Written problem: Quote each line exactly, from the line that contains "Please locate the white jacket" down to the last line of the listing, and no other lines.

====

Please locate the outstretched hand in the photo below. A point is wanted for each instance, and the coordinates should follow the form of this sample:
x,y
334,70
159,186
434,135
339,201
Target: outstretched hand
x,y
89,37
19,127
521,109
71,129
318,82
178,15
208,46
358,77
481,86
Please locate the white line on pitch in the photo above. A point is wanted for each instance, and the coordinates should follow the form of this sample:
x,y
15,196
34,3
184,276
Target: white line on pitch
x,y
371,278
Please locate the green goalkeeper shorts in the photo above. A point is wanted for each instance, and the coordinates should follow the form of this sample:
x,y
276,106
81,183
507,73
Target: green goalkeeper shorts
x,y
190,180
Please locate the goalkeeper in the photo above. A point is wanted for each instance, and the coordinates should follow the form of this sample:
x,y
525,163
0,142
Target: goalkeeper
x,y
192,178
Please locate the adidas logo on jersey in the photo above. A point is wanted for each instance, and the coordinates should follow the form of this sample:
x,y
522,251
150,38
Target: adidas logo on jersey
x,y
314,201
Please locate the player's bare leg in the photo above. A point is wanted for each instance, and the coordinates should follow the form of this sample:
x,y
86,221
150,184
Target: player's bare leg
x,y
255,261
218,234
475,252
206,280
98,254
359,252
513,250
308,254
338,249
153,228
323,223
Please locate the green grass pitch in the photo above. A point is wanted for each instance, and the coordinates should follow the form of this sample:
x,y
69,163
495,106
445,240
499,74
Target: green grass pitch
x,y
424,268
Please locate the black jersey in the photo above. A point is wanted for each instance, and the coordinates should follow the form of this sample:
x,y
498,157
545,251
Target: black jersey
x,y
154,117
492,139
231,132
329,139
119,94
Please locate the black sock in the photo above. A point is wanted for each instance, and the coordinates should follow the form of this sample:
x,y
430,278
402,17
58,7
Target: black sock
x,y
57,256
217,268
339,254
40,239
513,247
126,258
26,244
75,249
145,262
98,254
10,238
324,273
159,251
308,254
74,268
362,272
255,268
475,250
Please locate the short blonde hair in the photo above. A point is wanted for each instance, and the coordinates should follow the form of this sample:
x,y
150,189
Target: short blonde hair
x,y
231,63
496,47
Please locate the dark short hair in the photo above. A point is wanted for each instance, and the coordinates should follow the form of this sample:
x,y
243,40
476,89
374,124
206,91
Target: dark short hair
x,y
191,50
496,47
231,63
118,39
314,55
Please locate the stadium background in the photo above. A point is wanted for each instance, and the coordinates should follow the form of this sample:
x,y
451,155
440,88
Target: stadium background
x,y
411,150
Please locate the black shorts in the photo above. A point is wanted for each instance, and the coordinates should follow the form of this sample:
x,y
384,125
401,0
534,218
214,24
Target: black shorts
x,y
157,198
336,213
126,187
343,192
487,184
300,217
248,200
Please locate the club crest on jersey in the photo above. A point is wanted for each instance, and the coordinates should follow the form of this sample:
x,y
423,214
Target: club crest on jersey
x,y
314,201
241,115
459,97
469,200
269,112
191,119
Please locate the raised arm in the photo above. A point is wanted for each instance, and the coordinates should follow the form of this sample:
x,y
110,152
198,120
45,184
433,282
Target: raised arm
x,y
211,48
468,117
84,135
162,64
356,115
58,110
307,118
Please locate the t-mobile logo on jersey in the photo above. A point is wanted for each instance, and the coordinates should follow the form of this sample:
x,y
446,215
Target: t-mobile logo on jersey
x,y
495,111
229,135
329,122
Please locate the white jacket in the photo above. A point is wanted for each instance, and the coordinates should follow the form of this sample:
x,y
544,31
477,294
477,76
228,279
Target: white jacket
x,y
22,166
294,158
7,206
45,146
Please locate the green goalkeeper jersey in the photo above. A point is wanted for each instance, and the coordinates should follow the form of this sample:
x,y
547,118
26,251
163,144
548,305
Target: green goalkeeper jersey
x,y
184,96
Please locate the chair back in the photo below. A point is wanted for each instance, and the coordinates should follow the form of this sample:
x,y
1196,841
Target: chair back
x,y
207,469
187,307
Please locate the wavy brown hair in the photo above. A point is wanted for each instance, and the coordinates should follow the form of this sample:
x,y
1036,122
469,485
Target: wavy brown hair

====

Output of the task:
Please locate the white jacket in the photo above. A point is wanted for each instance, and the coordinates should follow the form of this sample:
x,y
544,31
477,294
477,76
228,279
Target: white jacket
x,y
22,166
294,158
7,206
45,146
Please locate the green goalkeeper jersey in the photo above. A point is wanted for each instance, and the coordinates should follow the form of this sample:
x,y
547,118
26,251
163,144
548,305
Target: green goalkeeper jersey
x,y
184,96
Please locate the chair back in the photo below. A point is wanted for each instance, and the coordinates should follow the form of this sample:
x,y
1196,841
Target: chair back
x,y
207,469
187,307
Please locate the wavy brown hair in the photo above. A point is wanted for each instance, and the coordinates should follow the form of this sample:
x,y
1036,122
469,485
Target: wavy brown hair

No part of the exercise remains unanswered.